Work to be completed ::
Continue the discussion of whether evolution drives life toward greater complexity, picking up after its final sentence.

Reading passage ::
A lot of lifeforms evolve to be more simple, not more complex -- I think what you have is sort of a distribution of complexity, and as life continues to evolve, the upper bound keeps getting pushed up as some organisms push the boundary of complexity, but I don't think it's at all true that in general life involves to be more complex.
Arguably, viruses exist by shedding as much complexity as possible. Trim their genome to the absolute minimum which can still propagate.
Which has some analogy to computer viruses (specially in simulated environments where they are generated through optimization algorithms, rather than being engineered by an human software developer)
As others have noted, it is more about the maximum complexity increasing than mean or median. Simple structures keep existing as long as they have their niche, and a human's niche is not (yet) that of viruses.
This also reminds of Gall's law that complex systems evolve from simpler ones.
You can also see it in neural nets, where larger ones have a higher spatiotemporal resolution and can do more complex things.
More model capacity allows to model the environment and self more accurately which allows to outperform other structures in negentropy consumption often at the cost of the other structures (zero sum).
This exerts selection pressure toward increasing complexity.
That also largely explains group and country disparities.
I am not sure that non-evolving things really fit into the same pattern. A burning fire does not necessarily displace inert matter, nor did it arise from competition.
Physics and chemistry are more fractal-like possibly the result of enumeration of all computational structures (see Tegmark's mathematical universe hypothesis or Wolfram's ideas on the computational universe). Not fractal-like in terms of self-similarity (although there is some at different scales), but fractal-like in terms of chaotic complexity like a pseudorandom number generator but with more rule-like structures in between. Wolfram also classified such computational patterns.
Single-celled organisms are almost infinitely more complex than, say a self-replicating RNA molecule. That again is vastly more complex than a protein or an amino acid. Similarly, a human is nearly infinitely more complex than a single-celled organism.
Evolution causes organisms to fill an ecological niche. Simple niches for simple organisms will always exist, and simple life will always exist, even as the upper bounds of organic complexity trend unerringly upward.

[Saved data entries]
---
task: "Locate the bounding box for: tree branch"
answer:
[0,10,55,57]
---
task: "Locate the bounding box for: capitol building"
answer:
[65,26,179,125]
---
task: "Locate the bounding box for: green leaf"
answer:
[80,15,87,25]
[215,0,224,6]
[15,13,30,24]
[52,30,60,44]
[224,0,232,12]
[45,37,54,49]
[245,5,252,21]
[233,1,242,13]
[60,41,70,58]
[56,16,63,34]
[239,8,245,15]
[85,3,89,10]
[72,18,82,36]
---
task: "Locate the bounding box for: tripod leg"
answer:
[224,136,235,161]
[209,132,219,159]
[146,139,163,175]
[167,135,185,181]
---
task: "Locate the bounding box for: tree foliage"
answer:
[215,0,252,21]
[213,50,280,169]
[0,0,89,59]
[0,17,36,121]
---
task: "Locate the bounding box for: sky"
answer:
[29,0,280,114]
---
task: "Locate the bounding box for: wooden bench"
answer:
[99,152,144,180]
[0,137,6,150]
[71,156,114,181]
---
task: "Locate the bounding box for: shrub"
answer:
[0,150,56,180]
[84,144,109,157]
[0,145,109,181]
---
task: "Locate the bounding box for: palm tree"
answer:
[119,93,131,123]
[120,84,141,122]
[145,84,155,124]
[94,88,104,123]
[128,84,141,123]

Result of this task ::
Life tends toward complexity, but that doesn't obviate the need for simple organisms.
Another cool perspective is that simple organisms evolved to coordinate with each other to build complex organisms that could protect the simple organisms in hostile environments they might not / would take longer to explore. Think about all the gut bacteria that survives in humanity during reproduction and viruses and bacteria that invade and hitch rides. You can view humans as the life form or you can view the bacteria within us as the life form and humans are the organic machine they’ve constructed and control (eg look at how the gut/brain connection can effect your mood and decision making without you even being conscious to it)
I think that is a far more fun way of looking at it!
But the bacteria aren't the whole story - we also have our own cells, all doing their thing and all participating (even if bacteria in us are -also- participating). We're just groups of trillions of cells all working together to keep themselves alive and reproducing.
And then we go work together with other blobs of trillions of cells, just to further that goal: survival of the cells.
These groups of cells that started working together many, many billions of generations ago, are now looking at space exploration, colonising other planets, and wondering if there are other big groups of cells on other planets.
There's no way they'd have gotten there if they'd kept living alone as single-celled organisms.
That's fun to think about.
So each of us is basically an AGI for the tiny cells
In Count to the Eschaton the "grand project" is "the sophistication of all matter" and it's been going on since the beginning.
Talk more about this, as I'm not sure how you are arriving at this conclusion... it feels a bit like when people talk about evolution being in some way directed as opposed to just being.
Evolution is "directed" towards the exploitation of free energy, inevitably producing increasingly complex niche methods of obtaining and dissipating energy.
Stephen Gould wrote a whole book disputing this idea that the complexity of life increases: "Full House: The Spread of Excellence from Plato to Darwin." The basic argument is that almost all life on Earth is still prokaryotic...the rest of us are just a rounding error. He wrote several books about how evolution was not directional, notably "Wonderful Life" and "Time's Arrow". I'm not completely convinced by any of these, but worth reading.
Effectively, we've been out-competed in all the low complexity niche; life adds complexity to take advantage of novel niche where there is less competition.
Sounds like observer bias.
In terms of number of individuals, the vast vast majority of life on this planet is single cell prokaryotes, and always has been. And in terms of total bio-mass only plants exceed them but that's just because of how plants work (cover the surface with bio-solar-panels)
Both bacteria and archaea haven't substantially changed in 3.5-4 billion years. They swap genes as needed, and drop them when they're too costly and unneeded. And they're dominant, and everywhere
They were here since just a few hundred million years (or less) after the earth formed. And when conditions on the planet become more hostile again, in the long run it could be the case that eukaryotes are just a historical blip (and a fluke, to boot).
And if there's something we recognize as life out there beyond earth... it's likely to look like prokaryotes. The galaxy might be swimming in that kind of thing.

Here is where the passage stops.